[DATA SECTION — start]

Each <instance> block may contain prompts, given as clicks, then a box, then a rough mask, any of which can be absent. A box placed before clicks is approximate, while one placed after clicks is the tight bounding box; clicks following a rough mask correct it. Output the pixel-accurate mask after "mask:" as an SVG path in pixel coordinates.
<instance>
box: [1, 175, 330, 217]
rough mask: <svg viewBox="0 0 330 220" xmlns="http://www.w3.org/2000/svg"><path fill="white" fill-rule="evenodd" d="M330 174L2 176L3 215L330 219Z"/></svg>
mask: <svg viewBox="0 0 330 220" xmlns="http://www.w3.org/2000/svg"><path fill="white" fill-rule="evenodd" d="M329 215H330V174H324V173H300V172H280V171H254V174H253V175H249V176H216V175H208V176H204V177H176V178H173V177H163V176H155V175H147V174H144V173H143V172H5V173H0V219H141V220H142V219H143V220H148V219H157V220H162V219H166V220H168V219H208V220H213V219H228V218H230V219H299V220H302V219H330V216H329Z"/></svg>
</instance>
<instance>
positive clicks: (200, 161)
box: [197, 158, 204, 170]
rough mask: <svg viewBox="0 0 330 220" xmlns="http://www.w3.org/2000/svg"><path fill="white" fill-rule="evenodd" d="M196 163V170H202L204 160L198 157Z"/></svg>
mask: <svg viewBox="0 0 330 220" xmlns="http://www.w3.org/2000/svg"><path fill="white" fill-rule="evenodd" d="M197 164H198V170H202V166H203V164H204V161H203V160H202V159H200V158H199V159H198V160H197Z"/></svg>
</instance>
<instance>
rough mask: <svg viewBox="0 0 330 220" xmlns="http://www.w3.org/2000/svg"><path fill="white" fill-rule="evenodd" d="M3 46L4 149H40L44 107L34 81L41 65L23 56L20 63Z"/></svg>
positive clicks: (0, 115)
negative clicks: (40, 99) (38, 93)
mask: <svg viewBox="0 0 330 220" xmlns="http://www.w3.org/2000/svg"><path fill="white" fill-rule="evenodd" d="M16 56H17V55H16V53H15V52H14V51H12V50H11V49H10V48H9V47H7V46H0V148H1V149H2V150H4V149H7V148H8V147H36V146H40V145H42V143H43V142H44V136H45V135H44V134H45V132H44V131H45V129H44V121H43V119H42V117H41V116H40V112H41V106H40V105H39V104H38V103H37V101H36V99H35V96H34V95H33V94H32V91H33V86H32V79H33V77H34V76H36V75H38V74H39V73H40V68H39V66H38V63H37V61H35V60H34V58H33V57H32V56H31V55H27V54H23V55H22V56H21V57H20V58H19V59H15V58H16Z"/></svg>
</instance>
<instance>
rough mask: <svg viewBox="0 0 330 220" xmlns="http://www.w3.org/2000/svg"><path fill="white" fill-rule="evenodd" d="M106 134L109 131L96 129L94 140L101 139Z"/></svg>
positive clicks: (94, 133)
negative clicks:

[DATA SECTION — finish]

> _EXERCISE DIRECTIONS_
Starting at the line that contains "134L109 131L96 129L94", write out every line through the last one in the data above, exactly as it stands.

> _ANSWER TO THIS TASK_
rough mask: <svg viewBox="0 0 330 220" xmlns="http://www.w3.org/2000/svg"><path fill="white" fill-rule="evenodd" d="M106 134L109 131L96 129L94 140L101 139Z"/></svg>
positive clicks: (94, 133)
negative clicks:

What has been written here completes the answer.